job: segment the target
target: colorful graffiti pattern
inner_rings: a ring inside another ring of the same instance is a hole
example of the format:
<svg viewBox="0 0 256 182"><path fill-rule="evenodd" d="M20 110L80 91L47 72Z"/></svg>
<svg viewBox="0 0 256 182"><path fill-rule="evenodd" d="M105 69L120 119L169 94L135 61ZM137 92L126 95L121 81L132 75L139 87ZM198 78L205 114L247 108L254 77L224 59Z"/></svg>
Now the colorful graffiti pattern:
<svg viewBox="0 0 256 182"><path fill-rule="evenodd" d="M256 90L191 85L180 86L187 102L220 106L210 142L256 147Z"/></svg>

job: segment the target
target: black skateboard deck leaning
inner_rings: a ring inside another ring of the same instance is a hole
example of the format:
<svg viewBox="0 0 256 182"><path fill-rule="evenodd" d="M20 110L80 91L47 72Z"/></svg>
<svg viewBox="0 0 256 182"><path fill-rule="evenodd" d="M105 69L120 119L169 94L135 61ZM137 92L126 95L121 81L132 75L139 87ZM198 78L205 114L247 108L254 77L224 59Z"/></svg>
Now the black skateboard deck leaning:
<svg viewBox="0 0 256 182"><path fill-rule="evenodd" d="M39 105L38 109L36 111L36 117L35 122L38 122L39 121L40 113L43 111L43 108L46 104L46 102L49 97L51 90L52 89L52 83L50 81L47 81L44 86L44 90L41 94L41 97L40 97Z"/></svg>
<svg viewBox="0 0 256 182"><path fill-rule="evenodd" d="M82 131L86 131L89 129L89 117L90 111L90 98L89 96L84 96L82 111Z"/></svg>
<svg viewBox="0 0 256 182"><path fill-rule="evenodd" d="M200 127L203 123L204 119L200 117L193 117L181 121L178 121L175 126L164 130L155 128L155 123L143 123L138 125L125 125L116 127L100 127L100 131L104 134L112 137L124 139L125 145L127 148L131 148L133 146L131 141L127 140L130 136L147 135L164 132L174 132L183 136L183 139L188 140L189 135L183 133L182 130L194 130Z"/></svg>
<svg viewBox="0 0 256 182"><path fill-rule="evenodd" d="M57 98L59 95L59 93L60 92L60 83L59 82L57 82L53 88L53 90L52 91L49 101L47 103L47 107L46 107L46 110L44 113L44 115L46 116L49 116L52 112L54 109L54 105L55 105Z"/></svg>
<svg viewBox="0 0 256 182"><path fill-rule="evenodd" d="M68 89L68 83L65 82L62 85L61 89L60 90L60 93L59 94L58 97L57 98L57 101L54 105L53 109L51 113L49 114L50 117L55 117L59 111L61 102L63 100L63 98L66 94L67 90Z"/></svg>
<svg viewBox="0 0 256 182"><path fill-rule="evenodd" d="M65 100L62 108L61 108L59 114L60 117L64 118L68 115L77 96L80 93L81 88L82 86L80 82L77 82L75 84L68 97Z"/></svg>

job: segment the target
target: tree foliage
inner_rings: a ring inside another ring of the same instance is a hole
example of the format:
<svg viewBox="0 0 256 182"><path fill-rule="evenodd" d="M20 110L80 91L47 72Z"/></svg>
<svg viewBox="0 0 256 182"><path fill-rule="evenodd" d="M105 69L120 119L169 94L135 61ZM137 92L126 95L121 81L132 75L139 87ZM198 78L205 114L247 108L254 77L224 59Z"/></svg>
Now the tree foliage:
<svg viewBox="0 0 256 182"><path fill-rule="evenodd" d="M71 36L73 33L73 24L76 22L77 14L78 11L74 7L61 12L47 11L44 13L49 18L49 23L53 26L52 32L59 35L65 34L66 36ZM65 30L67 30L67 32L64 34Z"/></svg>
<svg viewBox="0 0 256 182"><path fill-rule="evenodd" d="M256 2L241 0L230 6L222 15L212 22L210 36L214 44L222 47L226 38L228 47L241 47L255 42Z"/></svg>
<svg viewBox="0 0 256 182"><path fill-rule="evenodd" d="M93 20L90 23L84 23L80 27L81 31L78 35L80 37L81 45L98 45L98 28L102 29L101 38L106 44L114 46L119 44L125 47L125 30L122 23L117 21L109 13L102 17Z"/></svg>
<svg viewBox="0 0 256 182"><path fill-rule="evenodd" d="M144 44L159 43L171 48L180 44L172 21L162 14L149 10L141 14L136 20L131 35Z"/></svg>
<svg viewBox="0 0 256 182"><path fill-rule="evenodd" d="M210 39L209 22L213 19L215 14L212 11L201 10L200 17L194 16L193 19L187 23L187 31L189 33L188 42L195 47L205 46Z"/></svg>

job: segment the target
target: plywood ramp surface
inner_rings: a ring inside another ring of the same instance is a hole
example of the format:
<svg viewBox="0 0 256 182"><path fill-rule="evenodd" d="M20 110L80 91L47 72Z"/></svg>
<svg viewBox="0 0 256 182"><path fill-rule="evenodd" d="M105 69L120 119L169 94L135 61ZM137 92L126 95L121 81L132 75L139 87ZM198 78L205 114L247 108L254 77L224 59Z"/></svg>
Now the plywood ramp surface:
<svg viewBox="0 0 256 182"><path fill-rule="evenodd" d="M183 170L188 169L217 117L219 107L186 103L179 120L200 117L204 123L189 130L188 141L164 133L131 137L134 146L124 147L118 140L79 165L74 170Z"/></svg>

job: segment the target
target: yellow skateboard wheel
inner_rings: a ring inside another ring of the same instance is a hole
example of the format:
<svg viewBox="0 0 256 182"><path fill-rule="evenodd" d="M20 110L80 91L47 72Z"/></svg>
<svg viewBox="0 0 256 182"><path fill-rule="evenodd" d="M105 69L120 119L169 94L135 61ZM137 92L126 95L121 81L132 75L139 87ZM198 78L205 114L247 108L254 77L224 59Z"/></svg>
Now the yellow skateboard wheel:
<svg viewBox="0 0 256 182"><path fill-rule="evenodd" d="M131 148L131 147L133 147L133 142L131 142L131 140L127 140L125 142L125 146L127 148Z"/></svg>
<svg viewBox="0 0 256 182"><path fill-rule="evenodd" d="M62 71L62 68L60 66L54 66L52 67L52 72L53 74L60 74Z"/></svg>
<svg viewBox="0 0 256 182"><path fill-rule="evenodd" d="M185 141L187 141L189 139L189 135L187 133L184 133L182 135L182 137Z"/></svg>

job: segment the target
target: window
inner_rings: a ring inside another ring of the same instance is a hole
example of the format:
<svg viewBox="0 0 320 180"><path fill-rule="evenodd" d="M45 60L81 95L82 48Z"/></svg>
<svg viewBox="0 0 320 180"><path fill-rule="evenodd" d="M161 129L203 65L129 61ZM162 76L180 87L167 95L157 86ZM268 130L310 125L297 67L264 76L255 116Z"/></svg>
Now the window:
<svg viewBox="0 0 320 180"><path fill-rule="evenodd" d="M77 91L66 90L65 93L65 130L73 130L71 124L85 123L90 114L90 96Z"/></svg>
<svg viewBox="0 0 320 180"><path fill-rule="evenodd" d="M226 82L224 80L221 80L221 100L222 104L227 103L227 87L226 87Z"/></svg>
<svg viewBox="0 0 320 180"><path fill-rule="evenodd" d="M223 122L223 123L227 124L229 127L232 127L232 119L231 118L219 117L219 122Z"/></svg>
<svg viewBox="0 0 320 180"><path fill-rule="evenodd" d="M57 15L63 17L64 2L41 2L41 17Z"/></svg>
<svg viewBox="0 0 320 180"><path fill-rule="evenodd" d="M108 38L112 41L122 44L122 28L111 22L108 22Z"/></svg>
────────────────────
## WHAT YOU HAVE TO DO
Copy all of the rows above verbatim, changing nothing.

## REPLY TO THE TASK
job: segment the target
target: colorful graffiti pattern
inner_rings: a ring inside another ring of the same instance is a hole
example of the format:
<svg viewBox="0 0 256 182"><path fill-rule="evenodd" d="M20 110L80 91L47 72Z"/></svg>
<svg viewBox="0 0 256 182"><path fill-rule="evenodd" d="M105 69L120 119L169 94L135 61ZM137 92L126 95L121 81L132 75L139 87ZM198 78L205 114L247 108L254 77L224 59Z"/></svg>
Now the colorful graffiti pattern:
<svg viewBox="0 0 256 182"><path fill-rule="evenodd" d="M256 90L191 85L180 86L187 102L220 106L210 142L256 147Z"/></svg>

job: segment the target
target: black skateboard deck leaning
inner_rings: a ring inside another ring of the same instance is a hole
example of the format:
<svg viewBox="0 0 256 182"><path fill-rule="evenodd" d="M20 110L80 91L47 72Z"/></svg>
<svg viewBox="0 0 256 182"><path fill-rule="evenodd" d="M105 69L120 119L169 94L135 61ZM137 92L126 95L121 81L132 75L139 87ZM198 78L205 114L247 108L254 77L224 59Z"/></svg>
Now the black skateboard deck leaning:
<svg viewBox="0 0 256 182"><path fill-rule="evenodd" d="M39 105L38 109L36 111L36 117L35 122L38 122L39 121L40 113L43 111L43 108L46 104L46 102L49 97L51 90L52 89L52 83L50 81L47 81L44 86L44 90L41 94L41 97L40 97Z"/></svg>
<svg viewBox="0 0 256 182"><path fill-rule="evenodd" d="M82 131L86 131L89 129L89 117L90 111L90 98L89 96L84 96L82 111Z"/></svg>
<svg viewBox="0 0 256 182"><path fill-rule="evenodd" d="M200 127L203 123L204 119L200 117L193 117L181 121L178 121L175 126L164 130L155 128L155 123L143 123L138 125L125 125L116 127L100 127L100 131L104 134L112 137L124 139L125 145L127 148L131 148L133 146L131 141L127 140L130 136L147 135L164 132L174 132L183 136L183 139L188 140L189 135L183 133L182 130L194 130Z"/></svg>
<svg viewBox="0 0 256 182"><path fill-rule="evenodd" d="M57 98L59 95L59 93L60 92L60 83L59 82L57 82L53 88L53 90L52 91L49 101L47 103L47 107L46 107L46 110L44 113L44 115L46 116L49 116L52 112L54 109L54 105L55 105Z"/></svg>
<svg viewBox="0 0 256 182"><path fill-rule="evenodd" d="M68 89L68 83L65 82L62 85L61 89L60 90L60 93L59 94L58 97L57 98L57 101L54 105L53 109L51 113L49 114L50 117L55 117L59 111L61 102L63 100L63 98L66 94L67 90Z"/></svg>
<svg viewBox="0 0 256 182"><path fill-rule="evenodd" d="M65 100L62 108L61 108L59 114L60 117L64 118L68 115L77 96L80 93L81 88L82 86L80 82L77 82L75 84L68 97Z"/></svg>

job: segment the target
target: tree foliage
inner_rings: a ring inside another ring of the same instance is a hole
example of the format:
<svg viewBox="0 0 256 182"><path fill-rule="evenodd" d="M20 110L80 91L47 72Z"/></svg>
<svg viewBox="0 0 256 182"><path fill-rule="evenodd" d="M105 69L120 119L169 94L135 61ZM137 92L126 95L121 81L132 75L139 87ZM198 78L205 114L247 108L254 77L224 59Z"/></svg>
Now the tree foliage:
<svg viewBox="0 0 256 182"><path fill-rule="evenodd" d="M71 36L73 33L73 24L76 22L77 14L78 11L74 7L61 12L47 11L44 13L49 18L49 23L53 26L52 32L59 35L65 34L66 36ZM65 30L67 30L67 32L64 34Z"/></svg>
<svg viewBox="0 0 256 182"><path fill-rule="evenodd" d="M256 2L241 0L230 6L222 15L212 22L210 36L214 44L222 47L226 38L228 47L241 47L255 42Z"/></svg>
<svg viewBox="0 0 256 182"><path fill-rule="evenodd" d="M93 20L90 23L84 23L80 27L81 31L78 35L80 37L81 45L98 45L98 28L102 29L101 38L106 44L114 46L119 44L125 47L125 30L122 23L117 21L109 13L102 17Z"/></svg>
<svg viewBox="0 0 256 182"><path fill-rule="evenodd" d="M144 44L159 43L171 48L180 44L172 21L162 14L149 10L141 14L136 20L131 35Z"/></svg>
<svg viewBox="0 0 256 182"><path fill-rule="evenodd" d="M210 39L209 22L213 19L215 14L212 11L201 10L200 17L194 16L193 19L187 23L187 31L189 33L188 42L195 47L205 46Z"/></svg>

job: segment the target
target: plywood ramp surface
inner_rings: a ring inside another ring of the same instance is a hole
example of the format:
<svg viewBox="0 0 256 182"><path fill-rule="evenodd" d="M20 110L80 91L47 72Z"/></svg>
<svg viewBox="0 0 256 182"><path fill-rule="evenodd" d="M105 69L120 119L169 94L135 61ZM137 92L126 95L121 81L132 75L139 87ZM198 78L205 114L247 108L254 77L224 59Z"/></svg>
Now the plywood ramp surface:
<svg viewBox="0 0 256 182"><path fill-rule="evenodd" d="M183 170L188 169L217 117L219 107L186 103L179 120L200 117L204 123L189 130L188 141L164 133L131 137L134 146L124 147L118 140L79 165L74 170Z"/></svg>

job: segment the target
target: yellow skateboard wheel
inner_rings: a ring inside another ring of the same instance is a hole
example of the format:
<svg viewBox="0 0 256 182"><path fill-rule="evenodd" d="M20 110L80 91L47 72Z"/></svg>
<svg viewBox="0 0 256 182"><path fill-rule="evenodd" d="M105 69L120 119L169 94L135 61ZM137 92L126 95L121 81L132 75L139 87ZM198 78L205 114L247 108L254 77L224 59Z"/></svg>
Now the yellow skateboard wheel:
<svg viewBox="0 0 256 182"><path fill-rule="evenodd" d="M131 148L131 147L133 147L133 142L131 142L131 140L127 140L125 142L125 146L127 148Z"/></svg>
<svg viewBox="0 0 256 182"><path fill-rule="evenodd" d="M62 71L62 68L60 66L54 66L52 67L52 72L53 74L60 74Z"/></svg>
<svg viewBox="0 0 256 182"><path fill-rule="evenodd" d="M185 141L187 141L189 139L189 135L187 133L184 133L182 135L182 137Z"/></svg>

job: segment the target
target: window
inner_rings: a ring inside another ring of the same instance is a hole
example of the format:
<svg viewBox="0 0 320 180"><path fill-rule="evenodd" d="M45 60L81 95L82 48Z"/></svg>
<svg viewBox="0 0 320 180"><path fill-rule="evenodd" d="M161 129L203 65L129 61ZM162 76L180 87L167 95L157 86ZM268 130L310 125L297 67L264 76L255 116Z"/></svg>
Now the window:
<svg viewBox="0 0 320 180"><path fill-rule="evenodd" d="M77 91L66 90L65 93L65 130L73 130L71 124L85 123L90 114L90 96Z"/></svg>
<svg viewBox="0 0 320 180"><path fill-rule="evenodd" d="M226 82L224 80L221 80L221 100L222 104L227 103L227 87L226 87Z"/></svg>
<svg viewBox="0 0 320 180"><path fill-rule="evenodd" d="M223 122L223 123L227 124L229 127L232 127L232 119L231 118L219 117L219 122Z"/></svg>
<svg viewBox="0 0 320 180"><path fill-rule="evenodd" d="M57 15L63 17L64 2L41 2L41 17Z"/></svg>
<svg viewBox="0 0 320 180"><path fill-rule="evenodd" d="M108 38L112 41L122 44L122 28L111 22L108 22Z"/></svg>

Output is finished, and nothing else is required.